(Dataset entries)
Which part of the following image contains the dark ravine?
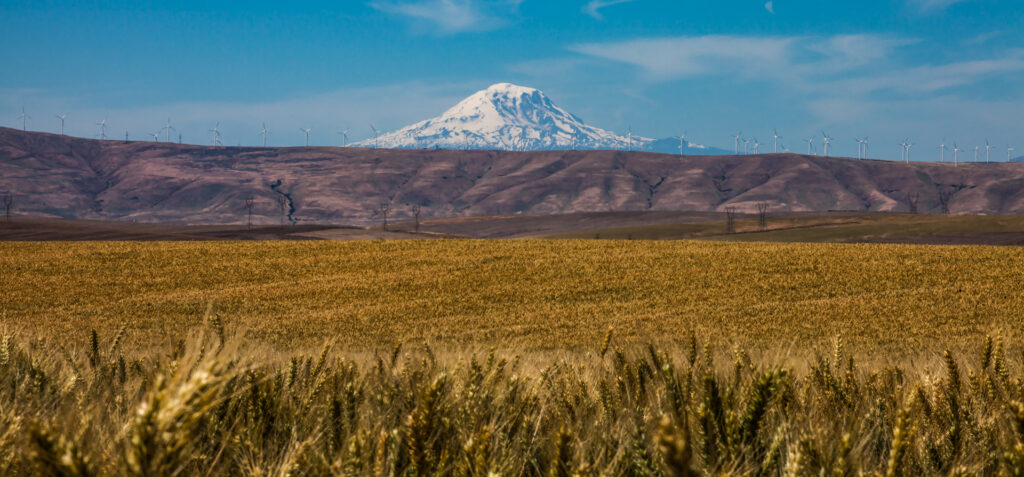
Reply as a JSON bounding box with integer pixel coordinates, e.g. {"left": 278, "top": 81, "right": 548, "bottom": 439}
{"left": 2, "top": 126, "right": 1024, "bottom": 226}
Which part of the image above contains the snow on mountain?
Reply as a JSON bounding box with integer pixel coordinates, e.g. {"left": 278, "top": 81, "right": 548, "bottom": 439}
{"left": 353, "top": 83, "right": 653, "bottom": 151}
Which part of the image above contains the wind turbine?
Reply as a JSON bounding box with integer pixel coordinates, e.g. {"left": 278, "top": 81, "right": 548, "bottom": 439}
{"left": 56, "top": 114, "right": 67, "bottom": 135}
{"left": 370, "top": 124, "right": 379, "bottom": 149}
{"left": 733, "top": 132, "right": 742, "bottom": 155}
{"left": 338, "top": 129, "right": 350, "bottom": 147}
{"left": 772, "top": 129, "right": 781, "bottom": 153}
{"left": 938, "top": 140, "right": 947, "bottom": 162}
{"left": 804, "top": 137, "right": 814, "bottom": 155}
{"left": 1009, "top": 146, "right": 1015, "bottom": 162}
{"left": 953, "top": 142, "right": 961, "bottom": 167}
{"left": 17, "top": 108, "right": 30, "bottom": 131}
{"left": 149, "top": 132, "right": 160, "bottom": 142}
{"left": 678, "top": 132, "right": 686, "bottom": 156}
{"left": 906, "top": 140, "right": 913, "bottom": 162}
{"left": 862, "top": 137, "right": 869, "bottom": 159}
{"left": 627, "top": 126, "right": 633, "bottom": 152}
{"left": 973, "top": 145, "right": 979, "bottom": 162}
{"left": 855, "top": 138, "right": 867, "bottom": 160}
{"left": 822, "top": 132, "right": 833, "bottom": 157}
{"left": 259, "top": 123, "right": 269, "bottom": 147}
{"left": 899, "top": 139, "right": 908, "bottom": 162}
{"left": 300, "top": 127, "right": 312, "bottom": 147}
{"left": 161, "top": 118, "right": 175, "bottom": 142}
{"left": 985, "top": 140, "right": 992, "bottom": 163}
{"left": 209, "top": 122, "right": 222, "bottom": 146}
{"left": 752, "top": 138, "right": 761, "bottom": 154}
{"left": 96, "top": 119, "right": 107, "bottom": 140}
{"left": 743, "top": 138, "right": 750, "bottom": 155}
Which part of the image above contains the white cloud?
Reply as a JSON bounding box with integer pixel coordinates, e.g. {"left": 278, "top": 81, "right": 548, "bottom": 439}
{"left": 570, "top": 35, "right": 796, "bottom": 81}
{"left": 764, "top": 1, "right": 774, "bottom": 15}
{"left": 369, "top": 0, "right": 522, "bottom": 34}
{"left": 905, "top": 0, "right": 972, "bottom": 12}
{"left": 582, "top": 0, "right": 636, "bottom": 20}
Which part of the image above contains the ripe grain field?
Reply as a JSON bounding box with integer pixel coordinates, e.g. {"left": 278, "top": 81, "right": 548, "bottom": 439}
{"left": 2, "top": 240, "right": 1022, "bottom": 355}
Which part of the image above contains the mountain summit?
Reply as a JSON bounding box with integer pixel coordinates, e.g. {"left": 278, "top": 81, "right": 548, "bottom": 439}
{"left": 355, "top": 83, "right": 650, "bottom": 151}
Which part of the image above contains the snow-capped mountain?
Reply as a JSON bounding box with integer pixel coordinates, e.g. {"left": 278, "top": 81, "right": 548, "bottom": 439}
{"left": 353, "top": 83, "right": 653, "bottom": 151}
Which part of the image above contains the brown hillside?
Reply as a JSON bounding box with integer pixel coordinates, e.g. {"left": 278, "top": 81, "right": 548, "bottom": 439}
{"left": 1, "top": 127, "right": 1022, "bottom": 225}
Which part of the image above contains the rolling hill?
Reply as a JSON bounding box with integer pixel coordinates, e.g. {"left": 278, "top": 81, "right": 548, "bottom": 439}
{"left": 2, "top": 126, "right": 1024, "bottom": 225}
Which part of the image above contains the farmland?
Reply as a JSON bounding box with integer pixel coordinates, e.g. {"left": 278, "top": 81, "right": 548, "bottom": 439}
{"left": 3, "top": 239, "right": 1024, "bottom": 475}
{"left": 2, "top": 239, "right": 1022, "bottom": 355}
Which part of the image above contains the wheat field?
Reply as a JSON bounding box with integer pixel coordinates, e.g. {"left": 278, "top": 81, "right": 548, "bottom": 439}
{"left": 3, "top": 239, "right": 1024, "bottom": 475}
{"left": 1, "top": 240, "right": 1022, "bottom": 354}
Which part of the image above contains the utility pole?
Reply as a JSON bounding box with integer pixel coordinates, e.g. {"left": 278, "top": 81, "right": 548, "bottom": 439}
{"left": 1, "top": 193, "right": 12, "bottom": 223}
{"left": 244, "top": 196, "right": 255, "bottom": 230}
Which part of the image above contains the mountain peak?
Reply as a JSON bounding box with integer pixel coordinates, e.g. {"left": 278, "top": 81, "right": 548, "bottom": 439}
{"left": 355, "top": 84, "right": 647, "bottom": 151}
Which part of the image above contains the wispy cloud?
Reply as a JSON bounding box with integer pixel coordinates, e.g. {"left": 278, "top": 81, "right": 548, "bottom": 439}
{"left": 570, "top": 35, "right": 796, "bottom": 81}
{"left": 582, "top": 0, "right": 636, "bottom": 20}
{"left": 905, "top": 0, "right": 972, "bottom": 13}
{"left": 369, "top": 0, "right": 522, "bottom": 34}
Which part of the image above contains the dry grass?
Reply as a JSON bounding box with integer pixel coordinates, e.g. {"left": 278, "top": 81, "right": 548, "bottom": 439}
{"left": 1, "top": 240, "right": 1023, "bottom": 355}
{"left": 2, "top": 327, "right": 1024, "bottom": 475}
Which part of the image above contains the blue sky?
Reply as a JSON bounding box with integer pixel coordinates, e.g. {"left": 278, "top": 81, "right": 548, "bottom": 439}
{"left": 2, "top": 0, "right": 1022, "bottom": 159}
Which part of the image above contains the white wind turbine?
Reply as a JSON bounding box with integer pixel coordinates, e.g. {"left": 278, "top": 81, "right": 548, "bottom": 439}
{"left": 209, "top": 122, "right": 222, "bottom": 146}
{"left": 985, "top": 140, "right": 992, "bottom": 163}
{"left": 973, "top": 145, "right": 979, "bottom": 162}
{"left": 953, "top": 142, "right": 961, "bottom": 167}
{"left": 752, "top": 138, "right": 761, "bottom": 154}
{"left": 743, "top": 138, "right": 751, "bottom": 155}
{"left": 906, "top": 140, "right": 913, "bottom": 162}
{"left": 627, "top": 126, "right": 633, "bottom": 152}
{"left": 804, "top": 137, "right": 814, "bottom": 155}
{"left": 370, "top": 124, "right": 379, "bottom": 149}
{"left": 161, "top": 118, "right": 175, "bottom": 142}
{"left": 772, "top": 129, "right": 781, "bottom": 153}
{"left": 733, "top": 132, "right": 742, "bottom": 155}
{"left": 259, "top": 123, "right": 269, "bottom": 147}
{"left": 1008, "top": 146, "right": 1015, "bottom": 162}
{"left": 899, "top": 139, "right": 908, "bottom": 162}
{"left": 822, "top": 132, "right": 833, "bottom": 157}
{"left": 17, "top": 108, "right": 30, "bottom": 131}
{"left": 938, "top": 140, "right": 947, "bottom": 162}
{"left": 856, "top": 138, "right": 868, "bottom": 160}
{"left": 300, "top": 127, "right": 312, "bottom": 147}
{"left": 678, "top": 132, "right": 686, "bottom": 156}
{"left": 56, "top": 114, "right": 67, "bottom": 135}
{"left": 149, "top": 132, "right": 160, "bottom": 142}
{"left": 96, "top": 119, "right": 107, "bottom": 140}
{"left": 338, "top": 129, "right": 350, "bottom": 147}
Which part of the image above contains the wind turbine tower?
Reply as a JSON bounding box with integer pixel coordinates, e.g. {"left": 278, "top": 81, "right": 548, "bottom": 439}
{"left": 743, "top": 138, "right": 750, "bottom": 155}
{"left": 149, "top": 132, "right": 160, "bottom": 142}
{"left": 96, "top": 119, "right": 107, "bottom": 140}
{"left": 300, "top": 127, "right": 312, "bottom": 147}
{"left": 1009, "top": 147, "right": 1015, "bottom": 162}
{"left": 752, "top": 138, "right": 761, "bottom": 154}
{"left": 906, "top": 140, "right": 913, "bottom": 162}
{"left": 953, "top": 142, "right": 961, "bottom": 167}
{"left": 259, "top": 123, "right": 269, "bottom": 147}
{"left": 939, "top": 140, "right": 947, "bottom": 162}
{"left": 627, "top": 126, "right": 633, "bottom": 152}
{"left": 974, "top": 145, "right": 979, "bottom": 162}
{"left": 804, "top": 137, "right": 814, "bottom": 155}
{"left": 161, "top": 118, "right": 175, "bottom": 142}
{"left": 822, "top": 132, "right": 833, "bottom": 157}
{"left": 56, "top": 114, "right": 67, "bottom": 135}
{"left": 678, "top": 132, "right": 686, "bottom": 156}
{"left": 370, "top": 125, "right": 379, "bottom": 149}
{"left": 772, "top": 129, "right": 781, "bottom": 153}
{"left": 733, "top": 132, "right": 742, "bottom": 155}
{"left": 17, "top": 108, "right": 30, "bottom": 131}
{"left": 338, "top": 129, "right": 350, "bottom": 147}
{"left": 856, "top": 138, "right": 867, "bottom": 160}
{"left": 899, "top": 139, "right": 907, "bottom": 162}
{"left": 209, "top": 122, "right": 222, "bottom": 146}
{"left": 985, "top": 140, "right": 992, "bottom": 163}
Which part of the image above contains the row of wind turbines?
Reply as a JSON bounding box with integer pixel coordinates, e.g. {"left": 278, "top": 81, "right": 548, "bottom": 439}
{"left": 727, "top": 128, "right": 1016, "bottom": 165}
{"left": 12, "top": 109, "right": 1019, "bottom": 163}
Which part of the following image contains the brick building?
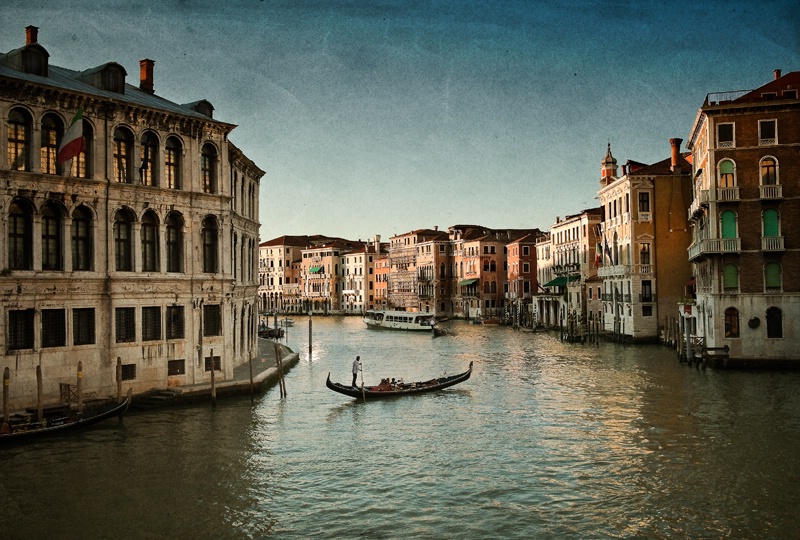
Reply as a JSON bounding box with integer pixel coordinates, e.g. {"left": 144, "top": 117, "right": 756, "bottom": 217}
{"left": 685, "top": 70, "right": 800, "bottom": 363}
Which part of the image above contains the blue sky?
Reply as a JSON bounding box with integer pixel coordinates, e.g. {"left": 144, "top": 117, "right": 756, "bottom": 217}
{"left": 3, "top": 0, "right": 799, "bottom": 241}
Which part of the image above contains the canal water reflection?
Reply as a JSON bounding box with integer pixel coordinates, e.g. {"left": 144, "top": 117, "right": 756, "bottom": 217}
{"left": 2, "top": 316, "right": 799, "bottom": 539}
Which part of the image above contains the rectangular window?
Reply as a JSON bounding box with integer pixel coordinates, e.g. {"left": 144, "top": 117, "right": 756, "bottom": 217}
{"left": 204, "top": 355, "right": 221, "bottom": 372}
{"left": 41, "top": 309, "right": 66, "bottom": 348}
{"left": 121, "top": 364, "right": 137, "bottom": 381}
{"left": 642, "top": 280, "right": 653, "bottom": 302}
{"left": 115, "top": 307, "right": 135, "bottom": 343}
{"left": 8, "top": 309, "right": 35, "bottom": 350}
{"left": 142, "top": 306, "right": 161, "bottom": 341}
{"left": 168, "top": 359, "right": 186, "bottom": 376}
{"left": 203, "top": 304, "right": 222, "bottom": 336}
{"left": 759, "top": 119, "right": 777, "bottom": 145}
{"left": 717, "top": 123, "right": 734, "bottom": 148}
{"left": 642, "top": 305, "right": 653, "bottom": 317}
{"left": 73, "top": 308, "right": 95, "bottom": 345}
{"left": 638, "top": 192, "right": 650, "bottom": 213}
{"left": 166, "top": 305, "right": 185, "bottom": 339}
{"left": 640, "top": 243, "right": 651, "bottom": 265}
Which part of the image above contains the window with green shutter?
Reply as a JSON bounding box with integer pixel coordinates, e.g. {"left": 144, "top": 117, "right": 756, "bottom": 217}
{"left": 723, "top": 263, "right": 739, "bottom": 290}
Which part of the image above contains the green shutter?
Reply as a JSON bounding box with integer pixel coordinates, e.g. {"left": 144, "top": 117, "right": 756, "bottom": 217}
{"left": 723, "top": 264, "right": 738, "bottom": 289}
{"left": 721, "top": 211, "right": 737, "bottom": 239}
{"left": 765, "top": 263, "right": 781, "bottom": 288}
{"left": 763, "top": 209, "right": 779, "bottom": 237}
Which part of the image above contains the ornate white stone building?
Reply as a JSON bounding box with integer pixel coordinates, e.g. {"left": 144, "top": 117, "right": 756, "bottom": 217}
{"left": 0, "top": 26, "right": 263, "bottom": 409}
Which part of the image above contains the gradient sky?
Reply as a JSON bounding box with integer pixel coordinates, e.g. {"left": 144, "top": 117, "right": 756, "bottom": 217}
{"left": 3, "top": 1, "right": 799, "bottom": 242}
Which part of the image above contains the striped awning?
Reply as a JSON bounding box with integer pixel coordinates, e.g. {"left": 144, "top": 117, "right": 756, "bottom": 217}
{"left": 309, "top": 266, "right": 323, "bottom": 274}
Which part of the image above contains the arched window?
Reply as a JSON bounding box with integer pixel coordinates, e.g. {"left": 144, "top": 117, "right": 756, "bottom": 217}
{"left": 113, "top": 127, "right": 134, "bottom": 183}
{"left": 763, "top": 209, "right": 779, "bottom": 237}
{"left": 766, "top": 307, "right": 782, "bottom": 339}
{"left": 202, "top": 215, "right": 218, "bottom": 273}
{"left": 724, "top": 307, "right": 740, "bottom": 338}
{"left": 490, "top": 260, "right": 497, "bottom": 272}
{"left": 165, "top": 136, "right": 182, "bottom": 189}
{"left": 139, "top": 131, "right": 159, "bottom": 186}
{"left": 41, "top": 113, "right": 63, "bottom": 175}
{"left": 722, "top": 263, "right": 738, "bottom": 291}
{"left": 483, "top": 281, "right": 490, "bottom": 294}
{"left": 141, "top": 211, "right": 159, "bottom": 272}
{"left": 166, "top": 212, "right": 184, "bottom": 273}
{"left": 8, "top": 108, "right": 32, "bottom": 171}
{"left": 760, "top": 157, "right": 777, "bottom": 185}
{"left": 68, "top": 120, "right": 93, "bottom": 179}
{"left": 71, "top": 206, "right": 93, "bottom": 271}
{"left": 113, "top": 209, "right": 134, "bottom": 271}
{"left": 718, "top": 159, "right": 735, "bottom": 187}
{"left": 201, "top": 143, "right": 218, "bottom": 194}
{"left": 721, "top": 210, "right": 737, "bottom": 239}
{"left": 764, "top": 263, "right": 781, "bottom": 292}
{"left": 8, "top": 199, "right": 33, "bottom": 269}
{"left": 41, "top": 201, "right": 64, "bottom": 270}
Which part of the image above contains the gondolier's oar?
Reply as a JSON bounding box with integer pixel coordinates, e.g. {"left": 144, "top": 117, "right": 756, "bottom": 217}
{"left": 360, "top": 363, "right": 366, "bottom": 403}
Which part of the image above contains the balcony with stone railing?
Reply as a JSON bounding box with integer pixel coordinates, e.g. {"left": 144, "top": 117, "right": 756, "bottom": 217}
{"left": 687, "top": 189, "right": 709, "bottom": 220}
{"left": 762, "top": 236, "right": 785, "bottom": 251}
{"left": 717, "top": 186, "right": 739, "bottom": 202}
{"left": 688, "top": 237, "right": 741, "bottom": 261}
{"left": 760, "top": 184, "right": 783, "bottom": 199}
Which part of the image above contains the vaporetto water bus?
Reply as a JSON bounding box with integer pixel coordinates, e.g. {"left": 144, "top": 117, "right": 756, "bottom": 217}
{"left": 363, "top": 310, "right": 436, "bottom": 331}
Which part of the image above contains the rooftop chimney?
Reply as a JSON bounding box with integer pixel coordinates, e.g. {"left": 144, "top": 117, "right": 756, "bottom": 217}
{"left": 670, "top": 138, "right": 683, "bottom": 173}
{"left": 139, "top": 58, "right": 155, "bottom": 94}
{"left": 26, "top": 25, "right": 38, "bottom": 45}
{"left": 774, "top": 69, "right": 782, "bottom": 80}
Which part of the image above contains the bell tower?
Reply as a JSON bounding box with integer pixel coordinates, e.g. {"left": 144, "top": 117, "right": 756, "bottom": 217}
{"left": 600, "top": 143, "right": 618, "bottom": 186}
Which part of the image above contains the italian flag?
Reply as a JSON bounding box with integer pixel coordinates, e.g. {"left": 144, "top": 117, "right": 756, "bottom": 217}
{"left": 58, "top": 107, "right": 84, "bottom": 163}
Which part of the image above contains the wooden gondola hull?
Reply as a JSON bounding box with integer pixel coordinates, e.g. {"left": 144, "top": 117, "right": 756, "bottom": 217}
{"left": 326, "top": 362, "right": 472, "bottom": 399}
{"left": 0, "top": 389, "right": 132, "bottom": 443}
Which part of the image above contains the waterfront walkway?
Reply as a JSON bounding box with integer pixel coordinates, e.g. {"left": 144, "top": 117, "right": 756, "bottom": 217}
{"left": 131, "top": 339, "right": 299, "bottom": 408}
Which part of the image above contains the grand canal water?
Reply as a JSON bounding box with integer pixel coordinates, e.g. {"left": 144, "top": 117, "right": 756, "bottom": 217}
{"left": 2, "top": 316, "right": 799, "bottom": 539}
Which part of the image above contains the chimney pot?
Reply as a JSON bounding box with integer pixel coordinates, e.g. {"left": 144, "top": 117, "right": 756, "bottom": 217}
{"left": 774, "top": 68, "right": 782, "bottom": 80}
{"left": 670, "top": 138, "right": 683, "bottom": 173}
{"left": 139, "top": 58, "right": 155, "bottom": 94}
{"left": 25, "top": 25, "right": 38, "bottom": 45}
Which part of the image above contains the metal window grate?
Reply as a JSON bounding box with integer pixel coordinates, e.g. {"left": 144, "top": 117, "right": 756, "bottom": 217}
{"left": 116, "top": 307, "right": 135, "bottom": 343}
{"left": 41, "top": 309, "right": 66, "bottom": 348}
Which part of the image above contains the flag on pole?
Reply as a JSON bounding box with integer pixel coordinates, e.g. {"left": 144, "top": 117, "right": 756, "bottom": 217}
{"left": 604, "top": 237, "right": 613, "bottom": 264}
{"left": 595, "top": 243, "right": 601, "bottom": 267}
{"left": 58, "top": 107, "right": 84, "bottom": 164}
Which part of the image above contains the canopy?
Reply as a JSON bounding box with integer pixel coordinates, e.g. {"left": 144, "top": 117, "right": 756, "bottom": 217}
{"left": 542, "top": 275, "right": 579, "bottom": 288}
{"left": 308, "top": 266, "right": 323, "bottom": 274}
{"left": 458, "top": 278, "right": 479, "bottom": 287}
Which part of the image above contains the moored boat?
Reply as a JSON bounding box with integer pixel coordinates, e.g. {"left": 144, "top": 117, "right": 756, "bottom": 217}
{"left": 363, "top": 310, "right": 436, "bottom": 331}
{"left": 326, "top": 362, "right": 472, "bottom": 399}
{"left": 0, "top": 388, "right": 132, "bottom": 443}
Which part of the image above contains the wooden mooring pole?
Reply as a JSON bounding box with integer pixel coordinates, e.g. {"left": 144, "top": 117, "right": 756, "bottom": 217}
{"left": 77, "top": 360, "right": 84, "bottom": 414}
{"left": 36, "top": 365, "right": 43, "bottom": 422}
{"left": 274, "top": 342, "right": 287, "bottom": 398}
{"left": 308, "top": 316, "right": 313, "bottom": 362}
{"left": 117, "top": 357, "right": 123, "bottom": 403}
{"left": 3, "top": 367, "right": 9, "bottom": 424}
{"left": 210, "top": 348, "right": 217, "bottom": 408}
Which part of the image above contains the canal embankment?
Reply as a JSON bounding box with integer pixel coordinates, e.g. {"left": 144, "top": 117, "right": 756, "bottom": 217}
{"left": 131, "top": 339, "right": 298, "bottom": 409}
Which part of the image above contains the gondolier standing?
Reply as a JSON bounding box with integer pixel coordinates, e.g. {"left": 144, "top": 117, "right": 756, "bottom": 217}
{"left": 352, "top": 356, "right": 362, "bottom": 387}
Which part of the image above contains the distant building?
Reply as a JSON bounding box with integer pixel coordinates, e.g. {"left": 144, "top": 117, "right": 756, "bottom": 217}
{"left": 597, "top": 141, "right": 693, "bottom": 342}
{"left": 506, "top": 233, "right": 541, "bottom": 327}
{"left": 0, "top": 27, "right": 263, "bottom": 408}
{"left": 685, "top": 70, "right": 800, "bottom": 362}
{"left": 258, "top": 235, "right": 330, "bottom": 315}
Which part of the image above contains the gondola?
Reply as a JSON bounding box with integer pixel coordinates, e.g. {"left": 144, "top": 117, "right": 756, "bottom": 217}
{"left": 431, "top": 325, "right": 448, "bottom": 337}
{"left": 0, "top": 389, "right": 132, "bottom": 443}
{"left": 326, "top": 362, "right": 472, "bottom": 399}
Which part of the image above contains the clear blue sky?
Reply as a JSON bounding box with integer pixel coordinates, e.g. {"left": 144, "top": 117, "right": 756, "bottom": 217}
{"left": 3, "top": 1, "right": 798, "bottom": 241}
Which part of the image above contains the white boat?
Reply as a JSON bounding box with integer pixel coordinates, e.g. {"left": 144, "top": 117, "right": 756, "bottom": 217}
{"left": 279, "top": 318, "right": 295, "bottom": 327}
{"left": 363, "top": 310, "right": 435, "bottom": 331}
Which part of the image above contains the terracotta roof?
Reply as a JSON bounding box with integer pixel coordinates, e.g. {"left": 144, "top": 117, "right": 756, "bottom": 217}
{"left": 627, "top": 153, "right": 691, "bottom": 177}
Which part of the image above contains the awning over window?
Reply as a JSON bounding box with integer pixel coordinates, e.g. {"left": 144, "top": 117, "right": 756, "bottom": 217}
{"left": 309, "top": 266, "right": 323, "bottom": 274}
{"left": 458, "top": 278, "right": 479, "bottom": 287}
{"left": 542, "top": 275, "right": 579, "bottom": 288}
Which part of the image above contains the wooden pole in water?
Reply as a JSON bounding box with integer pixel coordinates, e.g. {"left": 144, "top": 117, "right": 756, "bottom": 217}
{"left": 3, "top": 367, "right": 9, "bottom": 423}
{"left": 210, "top": 348, "right": 217, "bottom": 408}
{"left": 36, "top": 365, "right": 43, "bottom": 421}
{"left": 308, "top": 316, "right": 313, "bottom": 362}
{"left": 249, "top": 347, "right": 255, "bottom": 403}
{"left": 117, "top": 357, "right": 122, "bottom": 403}
{"left": 274, "top": 342, "right": 286, "bottom": 398}
{"left": 77, "top": 360, "right": 84, "bottom": 414}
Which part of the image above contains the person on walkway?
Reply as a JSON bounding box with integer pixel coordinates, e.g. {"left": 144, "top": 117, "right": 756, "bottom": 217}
{"left": 352, "top": 356, "right": 362, "bottom": 387}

*PROMPT*. Reproduce verbatim the lines above, from the line with "Which part of the image above contains the rolling" through the line with "Which part of the image above contains the farmland?".

*WRITTEN RESPONSE*.
Which part of the image above contains the rolling hill?
Reply as a JSON bounding box with integer pixel coordinates, e.g. {"left": 278, "top": 81, "right": 548, "bottom": 439}
{"left": 2, "top": 126, "right": 1024, "bottom": 225}
Which part of the image above contains the farmland?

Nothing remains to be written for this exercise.